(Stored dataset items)
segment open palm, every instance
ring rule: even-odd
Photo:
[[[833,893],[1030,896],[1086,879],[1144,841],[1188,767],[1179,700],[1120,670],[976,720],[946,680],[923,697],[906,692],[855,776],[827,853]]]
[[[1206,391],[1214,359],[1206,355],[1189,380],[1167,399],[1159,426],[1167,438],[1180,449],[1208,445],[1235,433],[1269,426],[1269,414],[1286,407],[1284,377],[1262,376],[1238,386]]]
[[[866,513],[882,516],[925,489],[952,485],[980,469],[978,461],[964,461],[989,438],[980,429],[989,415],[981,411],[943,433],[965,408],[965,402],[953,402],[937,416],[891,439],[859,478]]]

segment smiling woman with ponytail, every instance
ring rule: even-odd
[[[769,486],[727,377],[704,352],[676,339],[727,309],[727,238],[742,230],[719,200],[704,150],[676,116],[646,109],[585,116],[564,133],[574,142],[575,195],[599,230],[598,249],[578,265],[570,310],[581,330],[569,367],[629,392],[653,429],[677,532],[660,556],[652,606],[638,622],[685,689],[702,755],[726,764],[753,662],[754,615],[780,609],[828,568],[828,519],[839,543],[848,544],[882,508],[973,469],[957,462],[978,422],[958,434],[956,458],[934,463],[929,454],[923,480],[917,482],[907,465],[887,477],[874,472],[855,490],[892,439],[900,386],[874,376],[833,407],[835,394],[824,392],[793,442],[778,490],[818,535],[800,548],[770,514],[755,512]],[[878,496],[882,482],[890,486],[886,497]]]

STATED PROBLEM -
Quote the listing above from the line containing "segment smiling woman" through the end of the listing.

WRITTEN ANSWER -
segment smiling woman with ponytail, every instance
ring rule: even-odd
[[[769,486],[727,377],[704,352],[676,339],[727,309],[727,238],[742,230],[719,200],[704,150],[676,116],[646,109],[585,116],[564,133],[574,142],[575,195],[599,230],[598,249],[578,265],[570,310],[581,330],[569,367],[629,392],[653,429],[677,532],[660,556],[652,606],[638,622],[685,689],[702,755],[726,764],[753,662],[754,615],[780,609],[828,568],[828,519],[839,543],[848,544],[882,508],[973,469],[957,462],[978,422],[958,434],[956,458],[934,463],[929,454],[923,480],[917,482],[907,465],[887,477],[874,472],[855,490],[892,439],[900,386],[874,376],[833,407],[835,394],[824,392],[793,442],[778,490],[818,535],[800,548],[770,514],[755,512]],[[878,496],[882,482],[890,486],[886,497]]]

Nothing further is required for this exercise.